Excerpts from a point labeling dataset
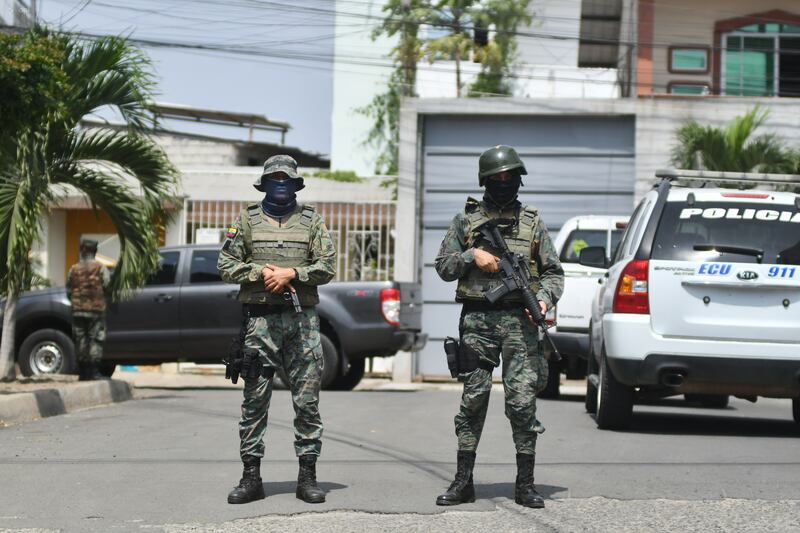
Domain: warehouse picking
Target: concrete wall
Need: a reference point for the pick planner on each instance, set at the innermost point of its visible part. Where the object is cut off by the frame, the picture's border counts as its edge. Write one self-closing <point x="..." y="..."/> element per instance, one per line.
<point x="236" y="183"/>
<point x="538" y="45"/>
<point x="688" y="22"/>
<point x="56" y="246"/>
<point x="188" y="152"/>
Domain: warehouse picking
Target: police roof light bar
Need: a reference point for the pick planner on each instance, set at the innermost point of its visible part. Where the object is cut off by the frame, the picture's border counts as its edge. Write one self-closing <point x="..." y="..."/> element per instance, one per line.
<point x="730" y="177"/>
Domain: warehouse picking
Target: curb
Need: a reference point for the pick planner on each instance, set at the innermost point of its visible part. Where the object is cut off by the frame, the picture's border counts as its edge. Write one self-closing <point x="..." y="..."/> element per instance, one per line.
<point x="27" y="406"/>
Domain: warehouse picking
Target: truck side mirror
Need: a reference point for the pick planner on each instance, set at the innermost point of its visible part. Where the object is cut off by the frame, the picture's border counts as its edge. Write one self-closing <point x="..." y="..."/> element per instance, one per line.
<point x="593" y="256"/>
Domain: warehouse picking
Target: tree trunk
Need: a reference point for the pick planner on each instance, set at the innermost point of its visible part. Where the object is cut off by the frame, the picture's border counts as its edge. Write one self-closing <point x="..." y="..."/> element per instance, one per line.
<point x="457" y="28"/>
<point x="458" y="73"/>
<point x="7" y="359"/>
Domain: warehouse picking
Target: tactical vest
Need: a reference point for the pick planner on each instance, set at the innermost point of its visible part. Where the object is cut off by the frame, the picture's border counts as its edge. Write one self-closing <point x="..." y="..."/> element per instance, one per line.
<point x="474" y="285"/>
<point x="286" y="246"/>
<point x="87" y="287"/>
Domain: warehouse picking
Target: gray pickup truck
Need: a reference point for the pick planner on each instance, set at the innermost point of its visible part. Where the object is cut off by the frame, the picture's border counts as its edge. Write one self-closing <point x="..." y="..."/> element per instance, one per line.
<point x="186" y="313"/>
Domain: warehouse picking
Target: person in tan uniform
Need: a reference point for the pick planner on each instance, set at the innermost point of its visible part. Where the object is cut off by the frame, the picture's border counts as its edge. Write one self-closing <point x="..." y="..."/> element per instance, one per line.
<point x="87" y="284"/>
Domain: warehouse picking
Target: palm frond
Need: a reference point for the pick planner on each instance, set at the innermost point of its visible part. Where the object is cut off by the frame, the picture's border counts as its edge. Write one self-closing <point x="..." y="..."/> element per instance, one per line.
<point x="110" y="72"/>
<point x="133" y="220"/>
<point x="133" y="154"/>
<point x="732" y="148"/>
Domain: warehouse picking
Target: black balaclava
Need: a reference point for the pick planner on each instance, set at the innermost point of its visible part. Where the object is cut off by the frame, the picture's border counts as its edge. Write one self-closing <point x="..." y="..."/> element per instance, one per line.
<point x="502" y="193"/>
<point x="280" y="198"/>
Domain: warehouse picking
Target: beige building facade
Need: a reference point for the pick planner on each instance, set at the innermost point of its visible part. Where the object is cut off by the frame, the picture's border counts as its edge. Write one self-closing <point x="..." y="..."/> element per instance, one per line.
<point x="714" y="47"/>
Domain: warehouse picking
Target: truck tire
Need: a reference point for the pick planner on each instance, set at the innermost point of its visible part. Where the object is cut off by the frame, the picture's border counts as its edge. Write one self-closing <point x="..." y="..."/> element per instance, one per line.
<point x="550" y="390"/>
<point x="591" y="390"/>
<point x="614" y="400"/>
<point x="711" y="401"/>
<point x="330" y="361"/>
<point x="47" y="351"/>
<point x="351" y="378"/>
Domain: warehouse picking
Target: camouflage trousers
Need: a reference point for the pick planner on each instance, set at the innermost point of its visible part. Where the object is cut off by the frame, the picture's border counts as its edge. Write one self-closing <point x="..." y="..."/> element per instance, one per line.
<point x="89" y="334"/>
<point x="506" y="335"/>
<point x="288" y="342"/>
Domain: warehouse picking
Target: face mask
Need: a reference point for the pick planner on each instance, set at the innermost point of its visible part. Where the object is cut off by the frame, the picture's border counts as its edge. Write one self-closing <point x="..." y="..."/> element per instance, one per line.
<point x="280" y="198"/>
<point x="503" y="192"/>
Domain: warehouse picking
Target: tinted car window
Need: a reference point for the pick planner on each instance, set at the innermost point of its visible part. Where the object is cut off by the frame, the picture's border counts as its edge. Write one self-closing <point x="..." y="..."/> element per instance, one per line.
<point x="633" y="225"/>
<point x="204" y="267"/>
<point x="581" y="238"/>
<point x="167" y="269"/>
<point x="750" y="228"/>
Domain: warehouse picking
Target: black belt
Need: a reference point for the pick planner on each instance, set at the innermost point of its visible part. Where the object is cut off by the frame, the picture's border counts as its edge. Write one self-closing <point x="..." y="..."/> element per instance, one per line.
<point x="474" y="305"/>
<point x="256" y="310"/>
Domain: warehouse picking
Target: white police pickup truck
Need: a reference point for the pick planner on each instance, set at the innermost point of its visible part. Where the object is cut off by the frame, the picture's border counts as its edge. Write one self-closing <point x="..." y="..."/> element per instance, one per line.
<point x="571" y="316"/>
<point x="702" y="298"/>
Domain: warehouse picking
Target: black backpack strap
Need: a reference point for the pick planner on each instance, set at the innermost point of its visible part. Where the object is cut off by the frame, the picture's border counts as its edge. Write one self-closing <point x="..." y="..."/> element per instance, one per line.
<point x="254" y="213"/>
<point x="307" y="215"/>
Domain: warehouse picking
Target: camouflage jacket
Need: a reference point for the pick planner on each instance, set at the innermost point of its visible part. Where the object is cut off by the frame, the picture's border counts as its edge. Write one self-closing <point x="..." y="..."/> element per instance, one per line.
<point x="236" y="264"/>
<point x="87" y="300"/>
<point x="455" y="258"/>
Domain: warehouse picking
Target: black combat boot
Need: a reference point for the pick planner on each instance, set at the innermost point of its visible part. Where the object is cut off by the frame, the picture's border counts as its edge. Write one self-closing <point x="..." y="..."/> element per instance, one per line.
<point x="307" y="489"/>
<point x="249" y="488"/>
<point x="461" y="489"/>
<point x="525" y="491"/>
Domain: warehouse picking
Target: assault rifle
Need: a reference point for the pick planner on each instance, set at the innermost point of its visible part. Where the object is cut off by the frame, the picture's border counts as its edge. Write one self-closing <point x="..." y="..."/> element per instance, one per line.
<point x="516" y="276"/>
<point x="289" y="294"/>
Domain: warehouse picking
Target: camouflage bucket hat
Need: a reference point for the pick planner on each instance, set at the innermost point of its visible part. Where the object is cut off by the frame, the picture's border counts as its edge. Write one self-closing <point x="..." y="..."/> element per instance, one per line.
<point x="279" y="163"/>
<point x="89" y="244"/>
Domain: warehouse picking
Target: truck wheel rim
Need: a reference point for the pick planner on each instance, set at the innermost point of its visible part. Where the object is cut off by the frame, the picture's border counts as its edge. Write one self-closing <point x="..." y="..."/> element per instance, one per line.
<point x="46" y="358"/>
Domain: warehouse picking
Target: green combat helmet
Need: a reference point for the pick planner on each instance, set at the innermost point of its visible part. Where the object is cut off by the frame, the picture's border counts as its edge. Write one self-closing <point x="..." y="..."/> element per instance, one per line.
<point x="280" y="163"/>
<point x="498" y="159"/>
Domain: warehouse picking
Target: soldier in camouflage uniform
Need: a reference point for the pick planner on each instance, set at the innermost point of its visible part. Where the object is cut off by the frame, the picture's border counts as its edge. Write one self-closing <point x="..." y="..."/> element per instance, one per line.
<point x="273" y="247"/>
<point x="87" y="283"/>
<point x="503" y="331"/>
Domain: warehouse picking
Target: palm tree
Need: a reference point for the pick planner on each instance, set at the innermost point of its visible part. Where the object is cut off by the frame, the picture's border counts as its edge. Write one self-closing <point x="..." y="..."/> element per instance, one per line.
<point x="733" y="148"/>
<point x="122" y="173"/>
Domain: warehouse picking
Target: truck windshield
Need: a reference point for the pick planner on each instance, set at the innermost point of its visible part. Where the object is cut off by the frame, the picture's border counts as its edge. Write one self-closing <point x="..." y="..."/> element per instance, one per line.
<point x="581" y="238"/>
<point x="734" y="232"/>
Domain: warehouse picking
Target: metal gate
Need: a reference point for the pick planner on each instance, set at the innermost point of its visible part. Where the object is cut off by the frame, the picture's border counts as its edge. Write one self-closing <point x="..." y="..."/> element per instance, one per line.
<point x="363" y="233"/>
<point x="577" y="165"/>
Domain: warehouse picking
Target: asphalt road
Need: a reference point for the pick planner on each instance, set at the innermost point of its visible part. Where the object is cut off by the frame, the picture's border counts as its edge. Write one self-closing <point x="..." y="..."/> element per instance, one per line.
<point x="167" y="461"/>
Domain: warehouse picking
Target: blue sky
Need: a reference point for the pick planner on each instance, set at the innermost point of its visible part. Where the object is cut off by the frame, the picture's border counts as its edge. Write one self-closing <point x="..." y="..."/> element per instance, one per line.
<point x="266" y="77"/>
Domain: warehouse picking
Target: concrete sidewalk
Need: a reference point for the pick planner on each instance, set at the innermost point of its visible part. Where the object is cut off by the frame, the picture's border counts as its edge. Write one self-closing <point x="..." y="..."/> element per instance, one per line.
<point x="168" y="380"/>
<point x="33" y="398"/>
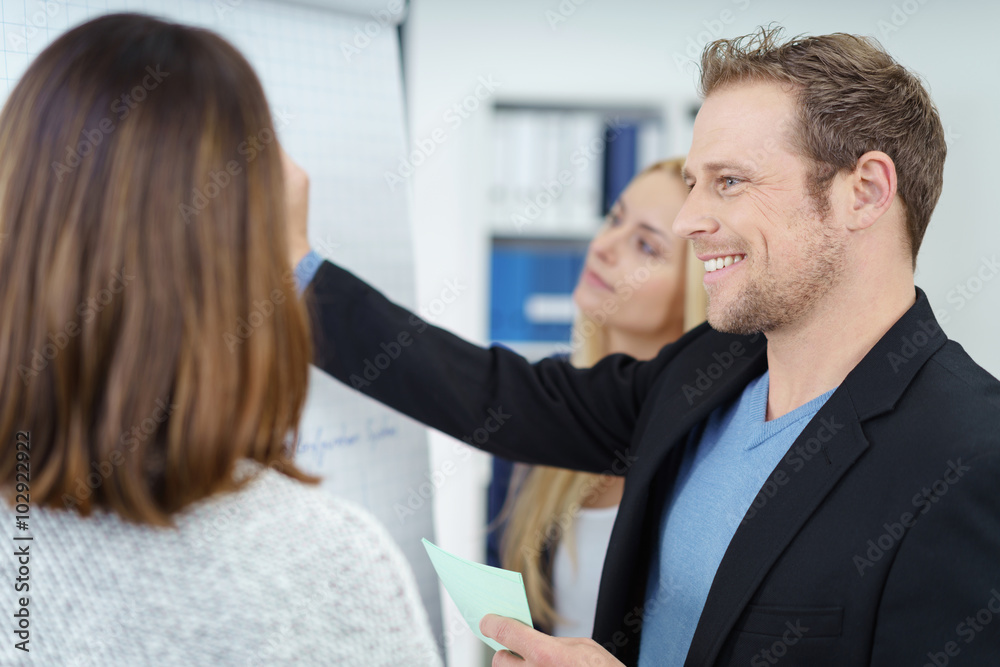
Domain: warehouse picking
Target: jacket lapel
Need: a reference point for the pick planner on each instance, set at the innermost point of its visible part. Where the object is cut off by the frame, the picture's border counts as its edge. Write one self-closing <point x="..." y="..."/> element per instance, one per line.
<point x="834" y="440"/>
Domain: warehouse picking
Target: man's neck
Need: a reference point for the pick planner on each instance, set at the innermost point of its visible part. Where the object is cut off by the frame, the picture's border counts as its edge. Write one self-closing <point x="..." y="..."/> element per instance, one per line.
<point x="810" y="358"/>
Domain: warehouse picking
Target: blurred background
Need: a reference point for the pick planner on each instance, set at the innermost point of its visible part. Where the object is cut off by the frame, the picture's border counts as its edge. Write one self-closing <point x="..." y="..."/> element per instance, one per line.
<point x="487" y="213"/>
<point x="523" y="121"/>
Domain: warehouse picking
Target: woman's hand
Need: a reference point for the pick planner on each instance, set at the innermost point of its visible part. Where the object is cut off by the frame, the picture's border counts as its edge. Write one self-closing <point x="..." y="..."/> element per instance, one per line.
<point x="297" y="208"/>
<point x="540" y="650"/>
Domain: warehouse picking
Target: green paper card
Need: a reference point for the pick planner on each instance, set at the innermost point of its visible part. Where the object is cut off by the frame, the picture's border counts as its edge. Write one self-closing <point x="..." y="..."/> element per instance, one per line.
<point x="480" y="589"/>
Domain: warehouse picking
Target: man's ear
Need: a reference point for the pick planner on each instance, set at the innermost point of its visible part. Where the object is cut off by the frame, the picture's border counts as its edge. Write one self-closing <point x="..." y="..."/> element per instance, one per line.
<point x="873" y="189"/>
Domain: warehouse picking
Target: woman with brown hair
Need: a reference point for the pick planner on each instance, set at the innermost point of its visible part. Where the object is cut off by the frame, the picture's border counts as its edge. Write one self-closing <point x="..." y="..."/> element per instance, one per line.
<point x="639" y="290"/>
<point x="156" y="363"/>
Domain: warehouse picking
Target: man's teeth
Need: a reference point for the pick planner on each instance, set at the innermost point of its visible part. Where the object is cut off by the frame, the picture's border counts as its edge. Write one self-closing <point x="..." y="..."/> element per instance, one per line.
<point x="721" y="262"/>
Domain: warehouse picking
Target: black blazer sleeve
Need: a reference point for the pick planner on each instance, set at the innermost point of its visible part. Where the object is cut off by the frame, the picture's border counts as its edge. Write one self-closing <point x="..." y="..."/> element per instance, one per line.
<point x="544" y="413"/>
<point x="942" y="592"/>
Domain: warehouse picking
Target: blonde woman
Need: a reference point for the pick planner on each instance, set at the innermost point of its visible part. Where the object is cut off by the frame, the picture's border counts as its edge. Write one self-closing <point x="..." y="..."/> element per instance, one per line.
<point x="639" y="290"/>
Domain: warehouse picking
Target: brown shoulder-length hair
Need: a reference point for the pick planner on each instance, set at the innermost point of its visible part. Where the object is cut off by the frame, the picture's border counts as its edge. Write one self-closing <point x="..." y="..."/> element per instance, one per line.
<point x="853" y="97"/>
<point x="150" y="331"/>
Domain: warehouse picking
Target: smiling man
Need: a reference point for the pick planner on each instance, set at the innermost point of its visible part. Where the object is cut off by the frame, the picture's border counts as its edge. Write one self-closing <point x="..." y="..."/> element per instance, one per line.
<point x="821" y="494"/>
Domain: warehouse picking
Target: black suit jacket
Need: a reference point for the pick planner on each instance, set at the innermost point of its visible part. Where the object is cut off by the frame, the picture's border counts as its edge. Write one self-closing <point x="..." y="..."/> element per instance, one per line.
<point x="875" y="541"/>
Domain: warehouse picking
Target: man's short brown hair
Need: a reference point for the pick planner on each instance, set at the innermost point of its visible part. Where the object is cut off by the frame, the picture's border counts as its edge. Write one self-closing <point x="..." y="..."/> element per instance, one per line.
<point x="852" y="98"/>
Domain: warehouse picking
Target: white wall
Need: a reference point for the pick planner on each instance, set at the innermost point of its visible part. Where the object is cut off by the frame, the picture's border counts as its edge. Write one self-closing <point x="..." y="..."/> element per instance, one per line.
<point x="624" y="51"/>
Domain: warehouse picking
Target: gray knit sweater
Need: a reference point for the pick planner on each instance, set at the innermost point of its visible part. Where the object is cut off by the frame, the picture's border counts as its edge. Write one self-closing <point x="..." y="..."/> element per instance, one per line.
<point x="278" y="573"/>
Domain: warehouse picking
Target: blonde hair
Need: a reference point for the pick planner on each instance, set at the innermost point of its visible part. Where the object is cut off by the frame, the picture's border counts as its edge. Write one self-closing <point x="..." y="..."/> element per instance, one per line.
<point x="543" y="502"/>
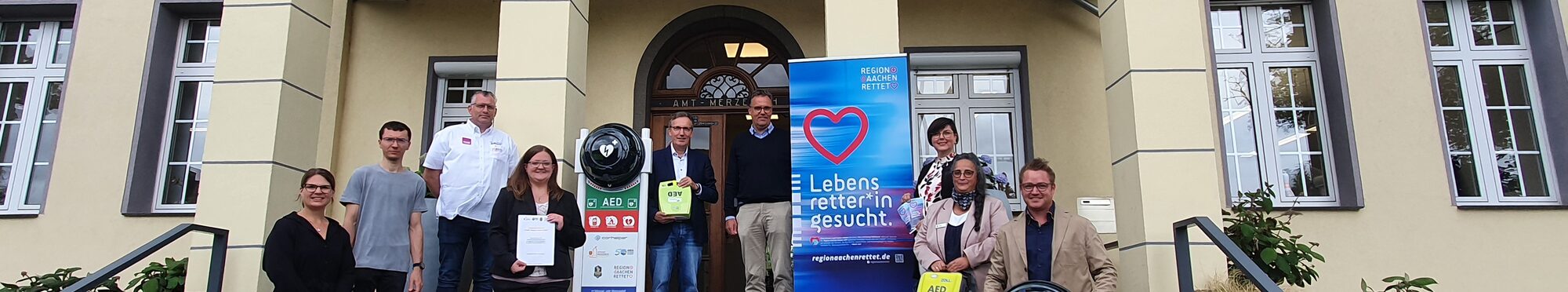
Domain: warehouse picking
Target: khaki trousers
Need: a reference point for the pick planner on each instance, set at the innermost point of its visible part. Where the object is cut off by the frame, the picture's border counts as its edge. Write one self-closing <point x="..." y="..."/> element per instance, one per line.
<point x="766" y="238"/>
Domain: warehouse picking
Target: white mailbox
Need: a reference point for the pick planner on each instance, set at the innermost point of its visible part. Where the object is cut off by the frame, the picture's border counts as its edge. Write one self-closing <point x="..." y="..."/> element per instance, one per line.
<point x="1100" y="213"/>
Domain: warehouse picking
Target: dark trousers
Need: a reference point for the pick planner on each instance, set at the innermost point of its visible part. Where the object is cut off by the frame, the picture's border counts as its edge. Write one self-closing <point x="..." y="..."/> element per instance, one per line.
<point x="457" y="236"/>
<point x="512" y="287"/>
<point x="374" y="280"/>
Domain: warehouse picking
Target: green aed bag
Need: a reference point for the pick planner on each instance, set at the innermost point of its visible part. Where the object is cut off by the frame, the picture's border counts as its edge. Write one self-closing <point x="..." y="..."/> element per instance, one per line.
<point x="675" y="202"/>
<point x="935" y="282"/>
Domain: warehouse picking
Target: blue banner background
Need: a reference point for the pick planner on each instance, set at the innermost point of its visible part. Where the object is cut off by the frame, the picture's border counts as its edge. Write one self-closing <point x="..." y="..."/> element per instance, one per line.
<point x="873" y="254"/>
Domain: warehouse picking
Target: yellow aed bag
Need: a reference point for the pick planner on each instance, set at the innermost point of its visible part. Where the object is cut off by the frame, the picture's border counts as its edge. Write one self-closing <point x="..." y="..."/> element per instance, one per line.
<point x="675" y="202"/>
<point x="935" y="282"/>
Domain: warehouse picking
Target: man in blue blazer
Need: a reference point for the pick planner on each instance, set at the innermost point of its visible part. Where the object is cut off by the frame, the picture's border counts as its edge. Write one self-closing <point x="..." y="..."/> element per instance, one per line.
<point x="677" y="243"/>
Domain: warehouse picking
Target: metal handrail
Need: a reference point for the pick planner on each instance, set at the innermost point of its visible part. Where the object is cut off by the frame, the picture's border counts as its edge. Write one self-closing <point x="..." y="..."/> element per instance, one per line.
<point x="220" y="252"/>
<point x="1232" y="250"/>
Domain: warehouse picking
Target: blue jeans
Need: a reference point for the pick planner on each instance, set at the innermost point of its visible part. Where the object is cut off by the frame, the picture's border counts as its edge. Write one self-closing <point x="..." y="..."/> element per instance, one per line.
<point x="456" y="236"/>
<point x="680" y="252"/>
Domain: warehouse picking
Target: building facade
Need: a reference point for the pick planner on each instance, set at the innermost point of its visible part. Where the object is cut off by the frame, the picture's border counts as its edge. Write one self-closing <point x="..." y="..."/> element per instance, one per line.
<point x="1423" y="137"/>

## Required task
Locate each line in the material above that contains the string "blazer", matching case exactly, and copy those lines out in full.

## The completed task
Target: black blazer sleeve
Target: man in blue blazer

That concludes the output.